** START RECORDS **

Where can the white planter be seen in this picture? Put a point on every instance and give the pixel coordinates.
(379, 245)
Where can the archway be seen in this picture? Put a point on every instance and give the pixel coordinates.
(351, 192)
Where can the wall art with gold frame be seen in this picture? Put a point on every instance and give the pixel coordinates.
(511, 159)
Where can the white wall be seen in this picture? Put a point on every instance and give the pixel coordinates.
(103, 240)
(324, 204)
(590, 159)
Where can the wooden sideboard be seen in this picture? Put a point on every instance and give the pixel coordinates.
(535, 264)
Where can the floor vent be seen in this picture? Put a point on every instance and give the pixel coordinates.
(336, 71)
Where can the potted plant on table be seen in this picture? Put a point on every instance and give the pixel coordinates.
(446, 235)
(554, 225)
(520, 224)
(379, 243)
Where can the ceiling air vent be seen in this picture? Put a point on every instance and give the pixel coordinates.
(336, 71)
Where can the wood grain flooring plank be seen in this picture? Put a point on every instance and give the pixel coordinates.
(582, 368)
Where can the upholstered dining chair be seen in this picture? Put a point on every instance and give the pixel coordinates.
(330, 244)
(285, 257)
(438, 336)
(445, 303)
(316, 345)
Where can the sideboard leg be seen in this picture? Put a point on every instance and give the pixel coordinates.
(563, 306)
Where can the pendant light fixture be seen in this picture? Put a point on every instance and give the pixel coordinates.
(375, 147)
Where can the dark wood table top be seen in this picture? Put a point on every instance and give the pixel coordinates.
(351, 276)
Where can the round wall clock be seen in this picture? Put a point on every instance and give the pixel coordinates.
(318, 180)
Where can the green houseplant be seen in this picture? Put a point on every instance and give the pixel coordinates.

** END RECORDS **

▶ [GIVEN INSTRUCTION] Substitute "Mark each occurrence" for "Put a point on every instance" in every entry, and write all the entries out again with nothing else altered.

▶ [REPLY TO THE TASK]
Where can the white planter be seen in this picture? Mark each occurrence and give the pixel coordinates.
(379, 245)
Where can the archway be seen in this picture? Mark each occurrence and give the pixel coordinates.
(351, 192)
Where can the wall art with gold frame be seen in this picture? Mark each occurrence and give the pixel coordinates.
(511, 159)
Where can the white wall be seen in this picture? Mark each occurrence and give the pixel coordinates.
(103, 240)
(324, 204)
(590, 159)
Where can the wooden sideboard be seen in this picture? Mark each occurrence and give the pixel coordinates.
(535, 264)
Where can the floor vent be seen in this picture? Mark each occurrence and give the pixel coordinates.
(336, 71)
Where can the potted plant on table be seen in this picture? Mark each occurrence and give the pixel coordinates.
(446, 235)
(554, 225)
(520, 224)
(379, 243)
Where can the ceiling air vent be seen in this picture? Mark each occurrence and give the pixel coordinates.
(336, 71)
Where can the wood grain flooring plank be seen in this picture? Mark each occurrence and give the pixel coordinates.
(582, 368)
Where can the upholstered dining chair be seen in this picture? Mark each occurrence and give the pixel coordinates.
(330, 244)
(285, 257)
(438, 336)
(445, 303)
(316, 345)
Where can the sideboard leg be seen in this picture? Mark each occurrence and give the pixel coordinates.
(563, 306)
Where can the pendant light fixture be seen in this picture? Mark each occurrence and give the pixel coordinates.
(375, 147)
Where can the dark wood table top be seen in this picture? Mark each occurrence and give the pixel coordinates.
(351, 276)
Where can the round wall clock be seen in this picture? Mark each occurrence and give the pixel coordinates.
(318, 180)
Where can the green houseplant be seen in this picture? Mark each occurrence and give the pixel coordinates.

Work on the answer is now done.